[Available data]
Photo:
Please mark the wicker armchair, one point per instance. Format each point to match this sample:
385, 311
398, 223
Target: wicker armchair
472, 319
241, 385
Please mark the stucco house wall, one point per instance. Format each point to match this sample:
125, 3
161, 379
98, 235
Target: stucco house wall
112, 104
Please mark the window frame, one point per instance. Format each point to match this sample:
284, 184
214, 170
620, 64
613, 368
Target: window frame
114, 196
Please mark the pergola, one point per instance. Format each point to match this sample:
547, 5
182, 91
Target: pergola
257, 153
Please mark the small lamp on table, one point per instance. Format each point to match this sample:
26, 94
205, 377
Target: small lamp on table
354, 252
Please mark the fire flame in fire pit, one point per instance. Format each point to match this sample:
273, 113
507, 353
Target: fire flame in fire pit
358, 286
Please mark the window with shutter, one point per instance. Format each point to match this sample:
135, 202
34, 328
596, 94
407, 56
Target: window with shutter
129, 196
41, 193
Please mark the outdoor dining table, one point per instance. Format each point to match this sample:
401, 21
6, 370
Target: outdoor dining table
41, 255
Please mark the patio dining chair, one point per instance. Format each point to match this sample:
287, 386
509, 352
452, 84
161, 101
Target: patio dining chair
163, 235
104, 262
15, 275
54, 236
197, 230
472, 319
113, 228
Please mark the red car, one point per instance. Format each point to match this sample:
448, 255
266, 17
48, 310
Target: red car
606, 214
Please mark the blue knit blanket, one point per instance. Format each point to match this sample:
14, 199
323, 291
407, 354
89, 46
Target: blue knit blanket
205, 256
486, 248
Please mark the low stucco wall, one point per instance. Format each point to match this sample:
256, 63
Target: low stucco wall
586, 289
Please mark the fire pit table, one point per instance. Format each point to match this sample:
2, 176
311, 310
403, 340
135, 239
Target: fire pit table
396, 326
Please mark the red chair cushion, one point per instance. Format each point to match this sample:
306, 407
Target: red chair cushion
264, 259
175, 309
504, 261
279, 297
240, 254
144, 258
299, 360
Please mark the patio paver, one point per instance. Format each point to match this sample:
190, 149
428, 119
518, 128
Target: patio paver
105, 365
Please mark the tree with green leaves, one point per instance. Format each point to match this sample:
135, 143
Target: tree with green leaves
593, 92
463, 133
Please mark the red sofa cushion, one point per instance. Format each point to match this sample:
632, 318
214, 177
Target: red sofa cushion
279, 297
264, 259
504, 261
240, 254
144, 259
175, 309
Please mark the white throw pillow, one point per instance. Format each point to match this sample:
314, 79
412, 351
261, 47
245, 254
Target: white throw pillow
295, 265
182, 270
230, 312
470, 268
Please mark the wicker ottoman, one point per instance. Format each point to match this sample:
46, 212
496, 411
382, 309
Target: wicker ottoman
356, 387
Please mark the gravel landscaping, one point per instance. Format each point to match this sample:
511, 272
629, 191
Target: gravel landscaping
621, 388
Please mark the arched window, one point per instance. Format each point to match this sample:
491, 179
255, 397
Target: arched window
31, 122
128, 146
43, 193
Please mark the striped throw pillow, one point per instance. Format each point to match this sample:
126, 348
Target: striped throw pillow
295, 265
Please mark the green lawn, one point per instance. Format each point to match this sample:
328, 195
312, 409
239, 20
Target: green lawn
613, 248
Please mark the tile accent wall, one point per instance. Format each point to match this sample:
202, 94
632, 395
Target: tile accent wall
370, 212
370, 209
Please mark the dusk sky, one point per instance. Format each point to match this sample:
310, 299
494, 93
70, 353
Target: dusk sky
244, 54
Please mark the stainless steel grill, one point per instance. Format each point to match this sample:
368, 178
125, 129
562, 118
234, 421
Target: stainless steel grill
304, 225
[/Available data]
◆ What you have to do:
Starting at the line with "Please mark the tree", copy each line through the end of the data, both ends included, and give nothing else.

◆ Solution to this exercise:
Please mark the tree with green leaves, one point per instance. Format each point to match this sample:
135, 143
Target: tree with green leaves
593, 92
463, 133
Please mark the red sofa cushion, one point per instance. Format each point to match this sample:
632, 318
214, 177
Target: red sofa cushion
279, 297
264, 259
504, 261
240, 254
144, 259
175, 309
Please mark the white throw pillow, one point per instance. Format each point to match this sample:
314, 79
412, 351
261, 47
245, 254
Target: white throw pillow
295, 265
182, 270
230, 312
470, 268
Please mark the wicker ottoman, one point per instance. Format each point to match this sample:
46, 212
496, 411
382, 309
Target: wicker ottoman
356, 387
Please mark the gravel landscaping, one point per instance. Format each point to match this sample:
511, 272
629, 191
Target: gravel landscaping
621, 388
Please mark the arched window, one point per instance. Format each point to match this sample:
491, 179
255, 397
Target: arched window
31, 122
128, 146
43, 193
Please mark the striped throw pillow, one point per instance. Format each point to match this sample:
126, 348
Target: striped throw pillow
295, 265
Please mark the green lawn, one point per instance. Format each point to match this sample:
328, 195
312, 409
239, 20
Target: green lawn
613, 248
Please mark the tile accent wall, one point per instance. Format each point to match this sample:
202, 94
632, 395
Target: tile accent wall
370, 212
370, 209
Please mark the dusk sky, one point per instance. Format each point to match this sample:
310, 299
494, 93
70, 353
Target: dusk sky
244, 54
Please mark the stainless steel grill, one point per instance. Format each point to match this sample:
368, 178
125, 129
562, 118
234, 421
Target: stainless steel grill
304, 225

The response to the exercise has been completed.